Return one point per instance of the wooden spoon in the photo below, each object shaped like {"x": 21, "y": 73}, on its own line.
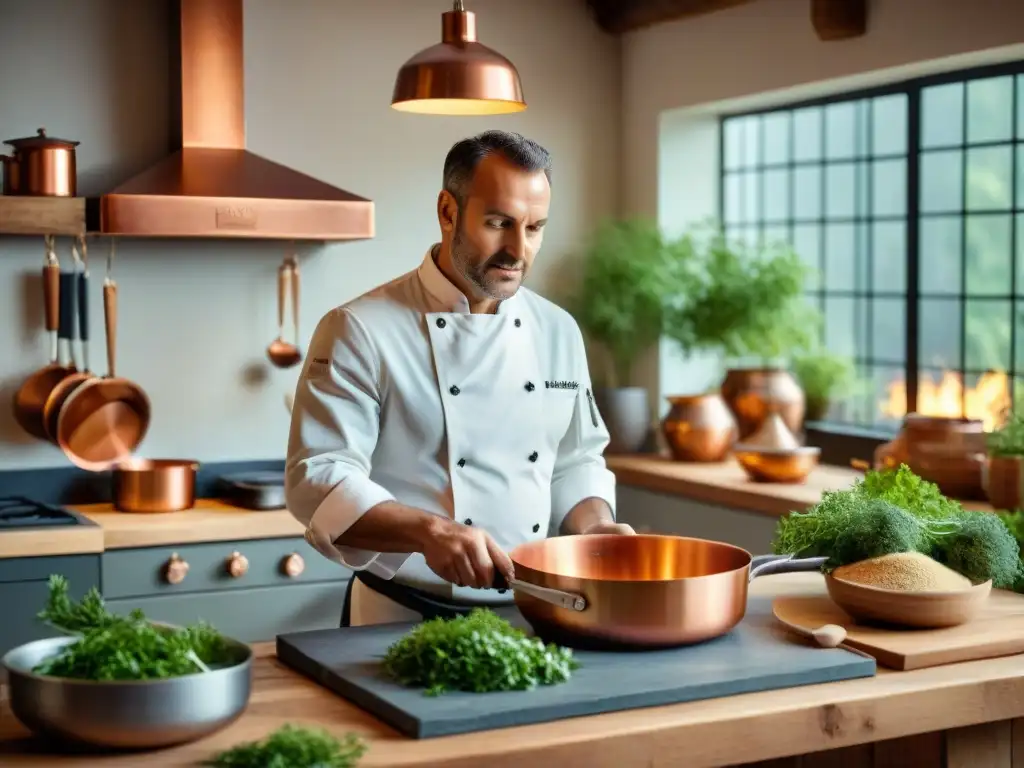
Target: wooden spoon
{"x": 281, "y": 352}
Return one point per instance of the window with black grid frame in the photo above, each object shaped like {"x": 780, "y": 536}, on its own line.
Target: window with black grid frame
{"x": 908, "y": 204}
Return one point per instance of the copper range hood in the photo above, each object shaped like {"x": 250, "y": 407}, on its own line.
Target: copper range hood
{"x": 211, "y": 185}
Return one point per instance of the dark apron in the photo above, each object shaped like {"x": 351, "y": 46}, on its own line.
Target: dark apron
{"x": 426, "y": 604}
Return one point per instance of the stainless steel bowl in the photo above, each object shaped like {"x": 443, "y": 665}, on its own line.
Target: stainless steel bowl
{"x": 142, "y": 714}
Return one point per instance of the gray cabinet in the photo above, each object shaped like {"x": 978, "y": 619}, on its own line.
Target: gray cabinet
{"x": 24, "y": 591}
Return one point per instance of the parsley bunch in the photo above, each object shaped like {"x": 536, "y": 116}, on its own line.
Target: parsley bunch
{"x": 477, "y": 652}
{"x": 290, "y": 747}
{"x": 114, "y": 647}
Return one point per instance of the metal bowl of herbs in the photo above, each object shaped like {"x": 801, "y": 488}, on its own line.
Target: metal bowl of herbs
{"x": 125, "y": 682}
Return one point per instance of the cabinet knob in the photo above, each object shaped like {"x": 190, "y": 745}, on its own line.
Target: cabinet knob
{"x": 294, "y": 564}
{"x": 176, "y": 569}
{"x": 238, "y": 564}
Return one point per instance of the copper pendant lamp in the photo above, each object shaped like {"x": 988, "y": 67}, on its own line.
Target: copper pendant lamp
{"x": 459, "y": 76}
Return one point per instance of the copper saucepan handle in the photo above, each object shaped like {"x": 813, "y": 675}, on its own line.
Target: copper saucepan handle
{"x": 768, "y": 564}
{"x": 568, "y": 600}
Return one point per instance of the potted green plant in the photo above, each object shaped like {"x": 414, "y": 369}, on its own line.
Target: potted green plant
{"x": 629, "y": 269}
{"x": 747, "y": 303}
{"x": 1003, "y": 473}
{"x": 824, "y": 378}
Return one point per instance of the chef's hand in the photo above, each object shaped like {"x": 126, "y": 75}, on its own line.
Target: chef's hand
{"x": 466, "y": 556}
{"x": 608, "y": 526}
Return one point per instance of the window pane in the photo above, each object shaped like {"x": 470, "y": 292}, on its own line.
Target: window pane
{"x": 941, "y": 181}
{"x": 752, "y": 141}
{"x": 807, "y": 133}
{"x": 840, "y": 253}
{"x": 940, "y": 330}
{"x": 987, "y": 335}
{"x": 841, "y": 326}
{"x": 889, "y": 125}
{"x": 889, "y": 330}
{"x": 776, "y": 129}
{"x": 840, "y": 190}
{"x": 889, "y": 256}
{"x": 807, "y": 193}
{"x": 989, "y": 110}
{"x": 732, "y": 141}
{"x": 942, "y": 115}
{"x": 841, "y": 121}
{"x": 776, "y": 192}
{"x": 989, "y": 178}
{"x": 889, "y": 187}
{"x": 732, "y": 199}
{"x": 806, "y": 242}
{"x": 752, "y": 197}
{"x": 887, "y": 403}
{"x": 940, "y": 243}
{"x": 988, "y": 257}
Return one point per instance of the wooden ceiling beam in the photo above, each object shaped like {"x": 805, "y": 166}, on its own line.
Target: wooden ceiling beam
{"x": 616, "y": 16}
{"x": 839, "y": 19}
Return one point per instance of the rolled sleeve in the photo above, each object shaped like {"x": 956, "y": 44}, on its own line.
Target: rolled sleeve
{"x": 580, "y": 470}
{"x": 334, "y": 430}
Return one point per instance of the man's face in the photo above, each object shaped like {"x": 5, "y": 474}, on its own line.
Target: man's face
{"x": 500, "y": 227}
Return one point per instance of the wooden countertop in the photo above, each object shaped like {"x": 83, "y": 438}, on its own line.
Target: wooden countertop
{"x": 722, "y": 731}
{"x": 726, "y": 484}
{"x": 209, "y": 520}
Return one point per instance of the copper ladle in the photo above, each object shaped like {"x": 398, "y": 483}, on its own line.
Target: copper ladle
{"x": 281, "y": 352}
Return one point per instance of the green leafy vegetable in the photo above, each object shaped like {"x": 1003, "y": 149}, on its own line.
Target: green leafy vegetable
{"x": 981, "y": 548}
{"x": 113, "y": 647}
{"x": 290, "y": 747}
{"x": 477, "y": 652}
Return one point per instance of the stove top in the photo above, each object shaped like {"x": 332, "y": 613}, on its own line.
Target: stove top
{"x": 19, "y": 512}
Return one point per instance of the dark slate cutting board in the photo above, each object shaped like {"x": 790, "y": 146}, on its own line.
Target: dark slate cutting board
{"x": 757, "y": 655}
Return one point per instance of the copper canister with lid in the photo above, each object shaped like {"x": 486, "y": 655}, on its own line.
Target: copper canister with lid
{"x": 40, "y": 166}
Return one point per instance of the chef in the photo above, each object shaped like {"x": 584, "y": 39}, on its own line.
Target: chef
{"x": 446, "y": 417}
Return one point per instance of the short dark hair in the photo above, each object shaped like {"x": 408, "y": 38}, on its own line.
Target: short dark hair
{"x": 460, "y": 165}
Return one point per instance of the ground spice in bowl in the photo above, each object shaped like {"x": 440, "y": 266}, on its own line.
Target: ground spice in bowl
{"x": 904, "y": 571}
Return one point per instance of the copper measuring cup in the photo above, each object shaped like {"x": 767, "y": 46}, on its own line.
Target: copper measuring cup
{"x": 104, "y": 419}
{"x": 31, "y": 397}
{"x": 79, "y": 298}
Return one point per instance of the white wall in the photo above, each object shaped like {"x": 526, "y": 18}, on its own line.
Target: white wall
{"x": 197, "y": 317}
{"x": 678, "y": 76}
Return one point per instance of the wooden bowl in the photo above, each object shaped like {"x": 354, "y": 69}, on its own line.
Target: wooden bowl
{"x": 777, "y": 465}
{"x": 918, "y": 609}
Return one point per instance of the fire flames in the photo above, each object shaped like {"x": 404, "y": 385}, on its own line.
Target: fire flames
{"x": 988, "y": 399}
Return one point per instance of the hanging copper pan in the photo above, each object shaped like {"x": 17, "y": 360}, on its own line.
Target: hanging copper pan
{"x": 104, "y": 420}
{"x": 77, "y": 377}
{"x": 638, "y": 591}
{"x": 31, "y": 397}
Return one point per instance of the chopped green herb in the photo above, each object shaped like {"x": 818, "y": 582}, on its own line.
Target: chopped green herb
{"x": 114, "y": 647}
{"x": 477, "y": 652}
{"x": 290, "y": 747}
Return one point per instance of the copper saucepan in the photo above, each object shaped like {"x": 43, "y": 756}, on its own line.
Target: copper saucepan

-=-=-=-=-

■ **WHAT TO DO**:
Please output exactly the lines from the one containing "Target: ground spice in bowl" through the end of the records, both included.

■ **TASK RESULT**:
Target: ground spice in bowl
{"x": 904, "y": 571}
Return one point per instance of the copper measuring cup in the photo above, each object shaped like {"x": 767, "y": 46}, on its own line.
Target: copper measuring cup
{"x": 104, "y": 419}
{"x": 31, "y": 397}
{"x": 79, "y": 298}
Return one point per instance of the white wall in the photo above, each object shaped like {"x": 526, "y": 18}, on its own line.
Target: white wall
{"x": 197, "y": 317}
{"x": 678, "y": 76}
Return one point per instance of the wooden bowl in the photo above, each object shaped like {"x": 354, "y": 69}, on its own line.
Target: wooden bowl
{"x": 777, "y": 465}
{"x": 918, "y": 609}
Return one point per instance of the fire flames in the photo above, each object shaped like {"x": 404, "y": 385}, on its own line.
Target: fire flames
{"x": 988, "y": 399}
Return one point per instance of the hanging copper pan in the photo above, each object shaped like {"x": 17, "y": 360}, on its own line.
Target: hanging copper pan
{"x": 104, "y": 420}
{"x": 77, "y": 377}
{"x": 638, "y": 591}
{"x": 31, "y": 397}
Return one point per instance of the chopped green herb in the photo above, each object shaped like {"x": 818, "y": 582}, on its own line.
Target: chopped green herb
{"x": 114, "y": 647}
{"x": 477, "y": 652}
{"x": 290, "y": 747}
Return one point per instance of the copper saucepan in the photo above, each object shaped like {"x": 43, "y": 756}, on its own line.
Target: copper saucepan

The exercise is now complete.